## Required action
All lines holding the word "this" should be located in the records and copied.

## Excerpted data
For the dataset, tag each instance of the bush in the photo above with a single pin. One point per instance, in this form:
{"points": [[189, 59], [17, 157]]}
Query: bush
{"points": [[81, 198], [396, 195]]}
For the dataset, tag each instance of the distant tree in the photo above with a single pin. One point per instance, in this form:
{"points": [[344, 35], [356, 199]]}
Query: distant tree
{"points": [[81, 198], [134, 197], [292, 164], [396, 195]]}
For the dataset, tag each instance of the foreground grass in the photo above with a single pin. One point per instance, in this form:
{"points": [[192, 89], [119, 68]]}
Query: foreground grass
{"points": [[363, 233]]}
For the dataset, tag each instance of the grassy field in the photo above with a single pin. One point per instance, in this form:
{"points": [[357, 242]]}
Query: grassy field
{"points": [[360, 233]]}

## Response area
For the dataset, tag each instance of the bush in the photo above with a single pin. One point per instance, in this form:
For the dataset, tag each instance of the distant tree in the photo above with a single pin. One point per instance, in this form:
For the dataset, tag each instance of the foreground grass in the photo above with a single pin. One point per instance, in this form:
For the dataset, tag each instance of the grassy field in the photo above with a single pin. One point per instance, in this form:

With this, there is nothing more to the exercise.